▸ **Activity**: Nothing but an exact repeat of the data, with pictures removed, belongs in the answer.

[Segmentation mask data]
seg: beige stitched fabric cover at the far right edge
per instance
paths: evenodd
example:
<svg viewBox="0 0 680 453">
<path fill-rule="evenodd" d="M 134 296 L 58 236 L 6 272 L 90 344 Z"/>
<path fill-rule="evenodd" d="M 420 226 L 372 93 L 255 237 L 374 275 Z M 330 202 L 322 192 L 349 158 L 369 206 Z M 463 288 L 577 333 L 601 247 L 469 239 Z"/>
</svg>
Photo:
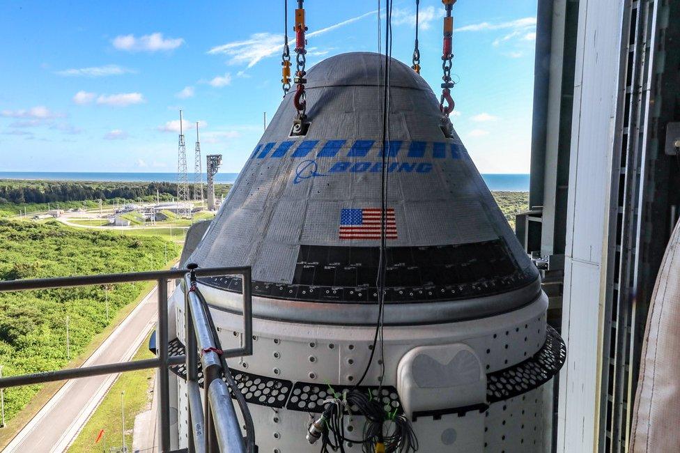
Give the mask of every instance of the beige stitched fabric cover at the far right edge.
<svg viewBox="0 0 680 453">
<path fill-rule="evenodd" d="M 651 298 L 633 413 L 633 452 L 680 450 L 680 223 Z"/>
</svg>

▸ **Exercise result**:
seg: beige stitched fabric cover at the far right edge
per instance
paths: evenodd
example:
<svg viewBox="0 0 680 453">
<path fill-rule="evenodd" d="M 134 296 L 58 236 L 6 272 L 90 344 Z"/>
<path fill-rule="evenodd" d="M 420 226 L 372 93 L 255 237 L 374 275 Z M 330 202 L 322 192 L 349 158 L 369 206 Z M 463 288 L 577 333 L 601 247 L 469 239 Z"/>
</svg>
Photo:
Give the mask of every instance of the beige stitched fabric cover at the far right edge.
<svg viewBox="0 0 680 453">
<path fill-rule="evenodd" d="M 651 298 L 633 413 L 633 452 L 680 450 L 680 223 Z"/>
</svg>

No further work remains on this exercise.